Huge corporations use Ag Checkoff Programs to lobby against family farmers. It’s time to change that.
You may not know what a checkoff program is, but chances are, you’ve seen one. Checkoff programs are essentially government-created commodity research and promotion enterprises. At their simplest, they work by collecting funds through taxes on commodity producers — farmers and ranchers — and then funnel those dollars into research and/or advertising for that specific commodity. For example, remember Western icon Sam Elliott lending his drawl to “Beef. It’s what’s for dinner”? Those ads were funded by beef checkoff dollars, the direct result of taxes levied on family ranchers.
Lately, however, checkoff programs have fallen under the control of big agribusiness interests, and oftentimes the billions of dollars paid into checkoff programs by hard-working family farmers and ranchers end up in the pockets of industry lobbyists who push policies that hurt rural communities. This could change in the 2018 Farm Bill with the inclusion of Senate Bill 741, co-sponsored by Senators Mike Lee (R-Utah), Corey Booker (D-New Jersey), and Rand Paul (R-Kentucky). Senate Bill 741 would prohibit lobbying, rein in conflicts of interest, and stop anti-competitive activities that harm other commodities and consumers.
The Western Organization of Resource Councils has long fought the corporate corruption of checkoff programs. In 1999, WORC passed a resolution, in lieu of corporate control of the ag industry, calling for the US Department of Agriculture to schedule farmer referendum votes on the beef and pork checkoff programs. In 2003, WORC adopted the following beef checkoff legislation principles:
WORC believes the best checkoff livestock promotion program would not require any legislation, but simply involve producers writing a check to the organization of their choice; a new, legislated program is a second-best option. However, if there IS going to be legislation, it should meet the following principles to replace the current beef checkoff with one that is fair, democratic, and constitutional. A checkoff program should:
- Be paid for, administered by, and to benefit all US cattle producers.
- Be a $1 per head producer-directed assessment.
- Be voluntary at the point of sale.

Listed entries ::
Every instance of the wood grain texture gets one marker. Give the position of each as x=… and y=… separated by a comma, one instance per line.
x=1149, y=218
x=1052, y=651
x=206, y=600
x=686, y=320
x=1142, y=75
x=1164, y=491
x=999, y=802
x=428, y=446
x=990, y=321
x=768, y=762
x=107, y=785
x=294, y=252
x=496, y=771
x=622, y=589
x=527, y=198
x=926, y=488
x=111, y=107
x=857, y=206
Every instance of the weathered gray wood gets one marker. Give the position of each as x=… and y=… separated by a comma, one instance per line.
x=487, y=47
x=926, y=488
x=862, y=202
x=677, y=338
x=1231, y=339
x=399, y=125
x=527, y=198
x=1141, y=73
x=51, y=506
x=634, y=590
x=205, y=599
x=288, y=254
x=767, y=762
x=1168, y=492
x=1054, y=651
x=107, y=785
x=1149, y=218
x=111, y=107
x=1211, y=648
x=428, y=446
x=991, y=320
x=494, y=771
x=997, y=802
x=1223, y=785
...
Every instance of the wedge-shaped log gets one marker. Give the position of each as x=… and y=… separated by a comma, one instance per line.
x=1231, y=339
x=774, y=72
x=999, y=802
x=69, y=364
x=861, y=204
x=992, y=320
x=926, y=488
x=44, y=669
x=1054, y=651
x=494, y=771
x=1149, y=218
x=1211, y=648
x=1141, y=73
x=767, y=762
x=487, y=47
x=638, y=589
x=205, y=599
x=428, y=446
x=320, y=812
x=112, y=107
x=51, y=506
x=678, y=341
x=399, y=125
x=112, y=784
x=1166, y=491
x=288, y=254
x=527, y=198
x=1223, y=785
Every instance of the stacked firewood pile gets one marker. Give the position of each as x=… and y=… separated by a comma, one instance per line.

Task to complete ::
Continue the article above on agricultural checkoff programs, starting after its final sentence.

Task output ::
- Direct funds collected from the program to eligible organizations through a fiduciary clearinghouse as directed by individual payers.
- Be administered by a 15-member elected cattlemen’s committee, which will:
- Be elected by producers regionally to serve 3-year terms;
- Select and oversee a firm to manage the collection and distribution of funds.
- And, annually approve a list of eligible Clearinghouse recipient organizations through an open application process.
- And, divide undirected funds among eligible organizations, pro-rated based on their percentage share of directed funds in the most recent clearinghouse accounting period.
The proposed legislation is a step in the right direction. It follows from growing, decades-long concern over checkoff program spending. In November 2017, the U.S. Government Accountability Office called on USDA to increase oversight of all 22 of the checkoff programs. It found that USDA does not routinely review checkoff program subcontracts, impairing its ability to spot when funds are being misused. Further, GAO found that USDA does not ensure that certain documents, such as budget summaries and evaluations of effectiveness, are shared with stakeholders on program websites. According to GAO, USDA agreed with these findings.
A History of Injustice
Below are the 10 most egregious abuses of the checkoff programs, compiled by the Organization for Competitive Markets:
- In 1999, the Office of Inspector General (OIG) found that USDA had “relinquished too much authority to its primary contractor, the National Pork Producers Council (NPPC), and has placed the NPPC in a position to exert undue influence over Board budgets and grant proposals.”
- In 2000, the majority of American hog producers passed a referendum to end the pork checkoff, only to have USDA overturn their decision.
- In 2010, an independent audit of the equivalent of just nine days of beef checkoff program spending found more than $200,000 in improper spending by the primary beef checkoff contractor, the National Cattlemen’s Beef Association (NCBA), including the use of checkoff dollars for lobbying and overseas vacations.
- In 2014, after waiting more than 18 months to receive Freedom of Information Act records from USDA on expenditures of the Beef Checkoff Program, the Organization for Competitive Markets was forced to file a lawsuit to obtain public records relating to Beef Checkoff audit reports. NCBA has entered the case blocking the release of over 12,000 documents. This case has been ongoing for four years.
- In 2015, documents obtained under a Freedom of Information Act request showed that the American Egg Board illegally used checkoff dollars to attempt to halt sales of an egg-free mayonnaise product.
- In 2016, it was discovered that the Oklahoma Beef Council lost 2.6 million checkoff dollars to embezzlement by a staff member who wrote 790 fraudulent checks to herself during a 10-year period.
- In 2017, USDA came under fire for failing for more than four years to publish legally required annual financial reports on the $400 million per year dairy checkoff.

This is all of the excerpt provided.